** WHAT THE EXERCISE ASKS **
The word "query" occurs in some lines of the data. Return each such line.

------ MATERIAL FOR THE TASK

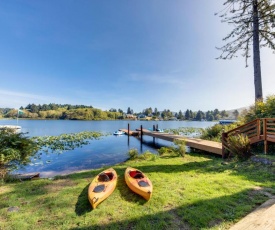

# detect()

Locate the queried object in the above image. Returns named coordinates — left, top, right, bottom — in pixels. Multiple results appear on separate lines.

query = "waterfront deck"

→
left=120, top=128, right=222, bottom=156
left=120, top=129, right=139, bottom=136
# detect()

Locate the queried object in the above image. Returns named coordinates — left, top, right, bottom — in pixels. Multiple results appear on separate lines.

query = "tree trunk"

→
left=253, top=0, right=263, bottom=102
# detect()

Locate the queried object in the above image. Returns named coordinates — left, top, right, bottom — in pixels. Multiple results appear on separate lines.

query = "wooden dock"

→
left=120, top=129, right=139, bottom=136
left=120, top=128, right=222, bottom=156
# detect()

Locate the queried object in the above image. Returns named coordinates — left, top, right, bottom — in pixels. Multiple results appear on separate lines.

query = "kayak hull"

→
left=125, top=167, right=153, bottom=200
left=88, top=168, right=117, bottom=209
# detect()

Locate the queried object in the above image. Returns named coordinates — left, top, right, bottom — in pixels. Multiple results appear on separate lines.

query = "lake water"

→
left=0, top=119, right=217, bottom=177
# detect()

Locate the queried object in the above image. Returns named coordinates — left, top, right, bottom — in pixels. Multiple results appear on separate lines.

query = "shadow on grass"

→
left=75, top=184, right=92, bottom=216
left=70, top=188, right=269, bottom=230
left=129, top=155, right=275, bottom=186
left=112, top=167, right=148, bottom=205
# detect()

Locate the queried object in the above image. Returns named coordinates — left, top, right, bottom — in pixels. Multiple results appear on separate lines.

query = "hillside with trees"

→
left=1, top=103, right=240, bottom=121
left=2, top=103, right=123, bottom=120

------------

** EXERCISE RESULT **
query = "waterfront deck"
query = "tree trunk"
query = "wooden dock"
query = "kayak hull"
query = "lake water"
query = "shadow on grass"
query = "hillside with trees"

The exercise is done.